• _Prompt_
Look for the word "cruise" in the entries and copy every line where it shows up.

• _Entries provided_

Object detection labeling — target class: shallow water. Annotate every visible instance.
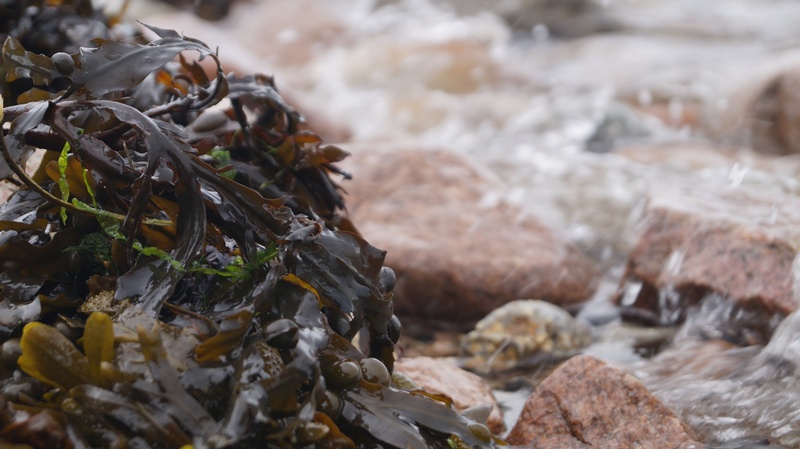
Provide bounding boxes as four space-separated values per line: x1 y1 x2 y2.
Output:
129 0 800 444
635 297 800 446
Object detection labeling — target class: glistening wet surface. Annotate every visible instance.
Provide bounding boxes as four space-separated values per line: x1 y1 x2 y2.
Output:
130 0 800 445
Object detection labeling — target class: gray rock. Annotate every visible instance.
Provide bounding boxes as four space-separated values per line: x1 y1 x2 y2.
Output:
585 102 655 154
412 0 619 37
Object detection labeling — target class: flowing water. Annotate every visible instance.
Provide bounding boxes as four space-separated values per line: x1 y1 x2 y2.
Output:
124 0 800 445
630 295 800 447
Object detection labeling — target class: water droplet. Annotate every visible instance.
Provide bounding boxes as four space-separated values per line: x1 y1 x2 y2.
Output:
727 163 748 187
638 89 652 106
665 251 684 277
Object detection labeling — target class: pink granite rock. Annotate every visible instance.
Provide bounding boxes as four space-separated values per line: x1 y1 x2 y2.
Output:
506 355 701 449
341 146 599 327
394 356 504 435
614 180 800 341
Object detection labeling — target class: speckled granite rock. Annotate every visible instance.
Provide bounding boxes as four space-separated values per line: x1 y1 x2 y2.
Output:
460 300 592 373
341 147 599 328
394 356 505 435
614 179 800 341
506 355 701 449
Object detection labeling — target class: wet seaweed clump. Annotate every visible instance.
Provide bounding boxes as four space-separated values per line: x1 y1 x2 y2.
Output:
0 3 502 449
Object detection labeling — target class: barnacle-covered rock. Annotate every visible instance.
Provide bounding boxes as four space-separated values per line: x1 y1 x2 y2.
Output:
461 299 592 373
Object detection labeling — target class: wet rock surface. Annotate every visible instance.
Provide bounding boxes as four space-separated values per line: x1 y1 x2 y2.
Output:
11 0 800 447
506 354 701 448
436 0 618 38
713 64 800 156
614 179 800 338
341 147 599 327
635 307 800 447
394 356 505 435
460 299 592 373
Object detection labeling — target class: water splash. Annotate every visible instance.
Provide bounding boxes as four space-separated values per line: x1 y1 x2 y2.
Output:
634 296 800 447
---
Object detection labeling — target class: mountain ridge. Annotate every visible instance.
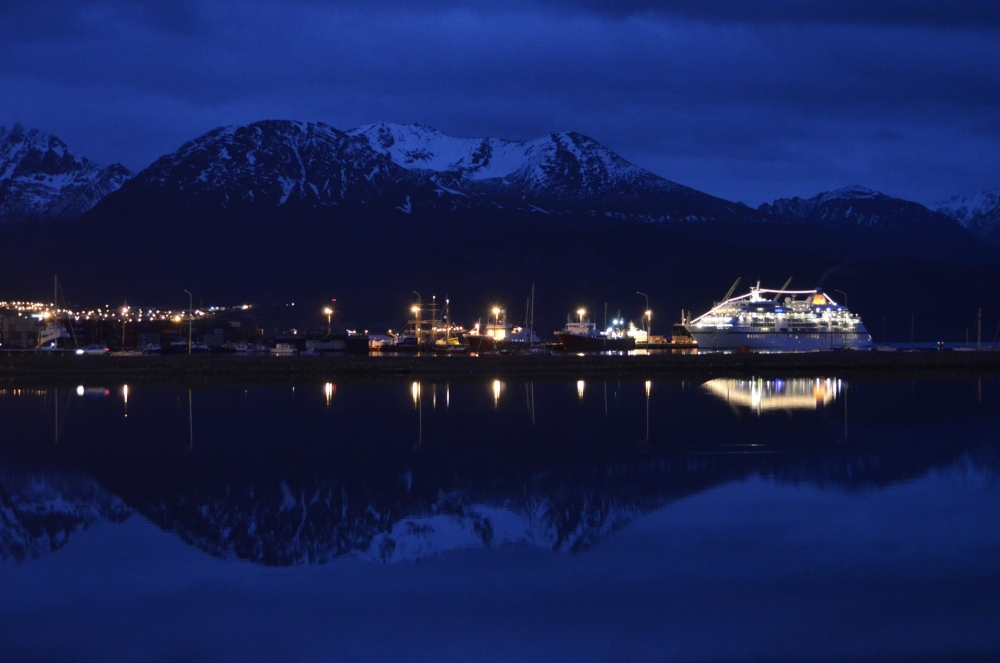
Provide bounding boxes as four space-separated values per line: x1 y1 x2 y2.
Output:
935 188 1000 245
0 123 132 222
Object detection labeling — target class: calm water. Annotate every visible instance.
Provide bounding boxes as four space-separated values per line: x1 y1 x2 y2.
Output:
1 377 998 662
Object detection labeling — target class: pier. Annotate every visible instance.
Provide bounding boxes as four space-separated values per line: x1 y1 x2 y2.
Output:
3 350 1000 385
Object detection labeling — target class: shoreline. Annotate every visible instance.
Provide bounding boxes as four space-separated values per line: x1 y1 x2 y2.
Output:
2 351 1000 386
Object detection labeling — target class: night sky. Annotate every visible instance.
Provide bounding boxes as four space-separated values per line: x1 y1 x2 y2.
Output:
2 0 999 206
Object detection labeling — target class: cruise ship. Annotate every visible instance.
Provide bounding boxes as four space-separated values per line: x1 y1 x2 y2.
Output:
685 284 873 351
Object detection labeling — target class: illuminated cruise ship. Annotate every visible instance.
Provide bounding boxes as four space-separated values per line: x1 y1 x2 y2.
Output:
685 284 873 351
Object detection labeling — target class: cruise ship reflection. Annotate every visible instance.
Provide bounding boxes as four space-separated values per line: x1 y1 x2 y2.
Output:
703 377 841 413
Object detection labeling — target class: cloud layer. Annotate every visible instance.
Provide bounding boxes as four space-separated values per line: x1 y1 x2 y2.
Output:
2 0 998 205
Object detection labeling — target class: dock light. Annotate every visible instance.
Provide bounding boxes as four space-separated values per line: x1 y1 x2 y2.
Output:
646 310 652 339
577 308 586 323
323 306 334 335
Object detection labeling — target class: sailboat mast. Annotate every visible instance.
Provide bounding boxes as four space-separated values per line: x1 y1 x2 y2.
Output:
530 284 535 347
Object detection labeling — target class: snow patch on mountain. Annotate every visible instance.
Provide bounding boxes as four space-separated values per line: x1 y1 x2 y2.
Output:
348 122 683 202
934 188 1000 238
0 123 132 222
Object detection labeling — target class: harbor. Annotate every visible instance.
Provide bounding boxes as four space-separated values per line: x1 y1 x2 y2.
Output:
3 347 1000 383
---
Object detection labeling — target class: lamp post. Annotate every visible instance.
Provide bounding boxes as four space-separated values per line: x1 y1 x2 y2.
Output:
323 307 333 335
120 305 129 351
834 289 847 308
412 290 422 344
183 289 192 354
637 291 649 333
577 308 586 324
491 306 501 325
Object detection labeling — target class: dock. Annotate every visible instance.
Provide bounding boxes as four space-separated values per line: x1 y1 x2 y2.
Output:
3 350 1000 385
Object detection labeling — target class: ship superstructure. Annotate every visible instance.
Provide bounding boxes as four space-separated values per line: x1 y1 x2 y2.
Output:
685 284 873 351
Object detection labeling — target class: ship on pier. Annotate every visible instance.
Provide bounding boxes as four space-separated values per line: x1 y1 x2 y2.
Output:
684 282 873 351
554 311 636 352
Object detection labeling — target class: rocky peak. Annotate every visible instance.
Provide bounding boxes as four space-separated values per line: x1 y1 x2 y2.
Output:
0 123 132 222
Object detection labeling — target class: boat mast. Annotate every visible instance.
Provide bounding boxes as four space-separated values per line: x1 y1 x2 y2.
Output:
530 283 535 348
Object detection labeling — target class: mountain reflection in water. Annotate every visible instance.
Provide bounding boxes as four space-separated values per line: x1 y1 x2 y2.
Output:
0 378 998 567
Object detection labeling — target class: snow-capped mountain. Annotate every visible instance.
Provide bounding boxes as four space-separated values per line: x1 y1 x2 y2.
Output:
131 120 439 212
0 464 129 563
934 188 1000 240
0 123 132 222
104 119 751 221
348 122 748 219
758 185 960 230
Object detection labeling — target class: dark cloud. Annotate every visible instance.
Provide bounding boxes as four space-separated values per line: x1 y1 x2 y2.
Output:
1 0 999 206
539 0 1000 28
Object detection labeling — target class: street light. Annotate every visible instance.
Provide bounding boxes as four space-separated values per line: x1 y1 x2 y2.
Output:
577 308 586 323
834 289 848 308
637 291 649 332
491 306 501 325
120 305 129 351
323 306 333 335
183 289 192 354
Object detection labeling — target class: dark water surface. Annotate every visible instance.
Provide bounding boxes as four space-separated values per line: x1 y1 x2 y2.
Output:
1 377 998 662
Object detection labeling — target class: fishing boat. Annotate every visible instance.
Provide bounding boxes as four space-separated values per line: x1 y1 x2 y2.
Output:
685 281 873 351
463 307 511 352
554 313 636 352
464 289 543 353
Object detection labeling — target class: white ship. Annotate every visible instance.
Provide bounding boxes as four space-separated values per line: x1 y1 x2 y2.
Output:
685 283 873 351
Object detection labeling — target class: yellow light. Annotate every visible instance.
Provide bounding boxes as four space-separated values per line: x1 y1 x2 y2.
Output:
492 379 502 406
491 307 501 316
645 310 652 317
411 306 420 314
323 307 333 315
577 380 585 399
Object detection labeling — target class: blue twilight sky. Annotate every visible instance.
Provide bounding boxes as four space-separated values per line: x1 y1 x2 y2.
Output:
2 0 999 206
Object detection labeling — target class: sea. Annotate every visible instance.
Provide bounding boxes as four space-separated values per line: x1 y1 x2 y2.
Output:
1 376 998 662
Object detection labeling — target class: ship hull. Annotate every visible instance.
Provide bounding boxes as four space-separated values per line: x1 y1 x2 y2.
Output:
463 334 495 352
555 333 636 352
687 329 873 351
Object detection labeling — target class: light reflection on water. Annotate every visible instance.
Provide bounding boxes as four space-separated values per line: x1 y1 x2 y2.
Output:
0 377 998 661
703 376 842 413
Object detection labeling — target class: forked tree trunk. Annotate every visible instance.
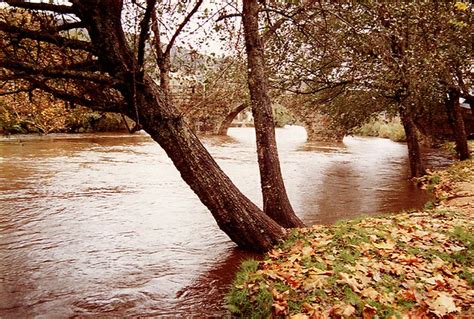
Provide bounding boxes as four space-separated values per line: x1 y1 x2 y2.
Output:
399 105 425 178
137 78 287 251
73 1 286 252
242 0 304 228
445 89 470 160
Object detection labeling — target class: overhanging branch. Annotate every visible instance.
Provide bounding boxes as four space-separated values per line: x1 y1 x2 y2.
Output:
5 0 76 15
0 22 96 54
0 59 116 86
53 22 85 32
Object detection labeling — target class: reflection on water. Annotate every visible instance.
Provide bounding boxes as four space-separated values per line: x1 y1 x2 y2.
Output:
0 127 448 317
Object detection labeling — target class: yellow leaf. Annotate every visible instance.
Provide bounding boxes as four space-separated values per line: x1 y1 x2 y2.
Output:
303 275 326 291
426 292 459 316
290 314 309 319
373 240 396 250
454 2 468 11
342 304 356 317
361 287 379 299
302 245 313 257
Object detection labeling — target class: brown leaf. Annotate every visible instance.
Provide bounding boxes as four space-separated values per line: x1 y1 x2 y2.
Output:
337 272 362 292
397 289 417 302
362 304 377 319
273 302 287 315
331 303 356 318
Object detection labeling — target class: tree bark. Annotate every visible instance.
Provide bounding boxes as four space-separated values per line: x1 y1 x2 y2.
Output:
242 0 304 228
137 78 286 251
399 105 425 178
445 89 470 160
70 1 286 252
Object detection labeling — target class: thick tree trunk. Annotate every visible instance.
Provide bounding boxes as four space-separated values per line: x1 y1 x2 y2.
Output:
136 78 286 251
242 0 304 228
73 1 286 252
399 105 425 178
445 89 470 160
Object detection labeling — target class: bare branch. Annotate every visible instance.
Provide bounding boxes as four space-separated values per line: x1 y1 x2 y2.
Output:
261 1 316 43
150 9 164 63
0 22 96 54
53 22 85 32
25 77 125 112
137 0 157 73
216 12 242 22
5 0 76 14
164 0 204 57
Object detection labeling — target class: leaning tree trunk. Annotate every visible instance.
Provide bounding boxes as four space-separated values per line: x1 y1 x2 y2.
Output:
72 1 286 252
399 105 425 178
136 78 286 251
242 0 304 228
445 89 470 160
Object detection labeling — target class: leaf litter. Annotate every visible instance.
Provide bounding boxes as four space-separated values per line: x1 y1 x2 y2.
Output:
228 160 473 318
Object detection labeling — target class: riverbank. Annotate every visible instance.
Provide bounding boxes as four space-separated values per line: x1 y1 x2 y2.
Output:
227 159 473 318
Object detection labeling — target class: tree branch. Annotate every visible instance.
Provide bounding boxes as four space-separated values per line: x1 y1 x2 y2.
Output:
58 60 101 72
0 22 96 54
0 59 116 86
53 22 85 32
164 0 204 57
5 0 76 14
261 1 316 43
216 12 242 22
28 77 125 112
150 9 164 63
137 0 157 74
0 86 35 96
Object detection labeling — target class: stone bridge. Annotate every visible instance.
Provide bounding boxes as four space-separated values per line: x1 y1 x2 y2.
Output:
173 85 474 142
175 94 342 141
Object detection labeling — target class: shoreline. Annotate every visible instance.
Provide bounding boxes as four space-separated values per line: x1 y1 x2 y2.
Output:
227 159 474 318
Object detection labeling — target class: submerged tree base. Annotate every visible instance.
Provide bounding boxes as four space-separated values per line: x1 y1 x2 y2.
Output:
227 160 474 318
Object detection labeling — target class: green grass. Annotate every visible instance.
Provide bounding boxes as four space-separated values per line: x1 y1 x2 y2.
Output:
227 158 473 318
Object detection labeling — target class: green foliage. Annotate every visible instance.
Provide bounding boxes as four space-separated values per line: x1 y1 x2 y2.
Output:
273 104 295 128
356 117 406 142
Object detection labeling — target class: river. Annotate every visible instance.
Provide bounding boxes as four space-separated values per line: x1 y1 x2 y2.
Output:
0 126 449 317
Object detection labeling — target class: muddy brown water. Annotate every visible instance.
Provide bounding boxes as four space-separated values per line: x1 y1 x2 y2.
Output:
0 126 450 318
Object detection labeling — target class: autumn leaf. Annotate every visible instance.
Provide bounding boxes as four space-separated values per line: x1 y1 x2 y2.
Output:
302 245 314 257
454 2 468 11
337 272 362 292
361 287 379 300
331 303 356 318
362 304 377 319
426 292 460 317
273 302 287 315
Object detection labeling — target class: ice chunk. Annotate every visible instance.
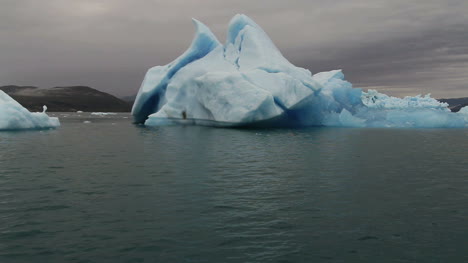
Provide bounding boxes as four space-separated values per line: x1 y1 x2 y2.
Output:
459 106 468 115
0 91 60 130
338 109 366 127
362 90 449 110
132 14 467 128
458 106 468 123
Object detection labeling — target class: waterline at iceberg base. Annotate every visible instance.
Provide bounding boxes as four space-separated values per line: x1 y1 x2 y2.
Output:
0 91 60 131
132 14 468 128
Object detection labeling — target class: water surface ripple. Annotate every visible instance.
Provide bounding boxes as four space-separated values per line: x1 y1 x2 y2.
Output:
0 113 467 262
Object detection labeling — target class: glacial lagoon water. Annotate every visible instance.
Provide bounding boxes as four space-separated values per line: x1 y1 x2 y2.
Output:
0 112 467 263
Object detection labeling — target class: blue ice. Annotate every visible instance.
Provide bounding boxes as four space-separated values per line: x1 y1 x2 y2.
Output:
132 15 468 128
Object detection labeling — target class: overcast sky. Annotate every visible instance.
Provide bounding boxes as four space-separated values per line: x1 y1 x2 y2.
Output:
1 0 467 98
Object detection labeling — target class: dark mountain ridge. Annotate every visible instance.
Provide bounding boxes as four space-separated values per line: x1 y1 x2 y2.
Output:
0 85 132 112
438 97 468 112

• _Solution to the exercise_
Object detection labeling — target class: cruise ship. Annotate every visible instance.
Object detection labeling — target class: illuminated cruise ship. Annotate every visible instance.
Object detection labeling — target class: cruise ship reflection. Annotate every visible instance.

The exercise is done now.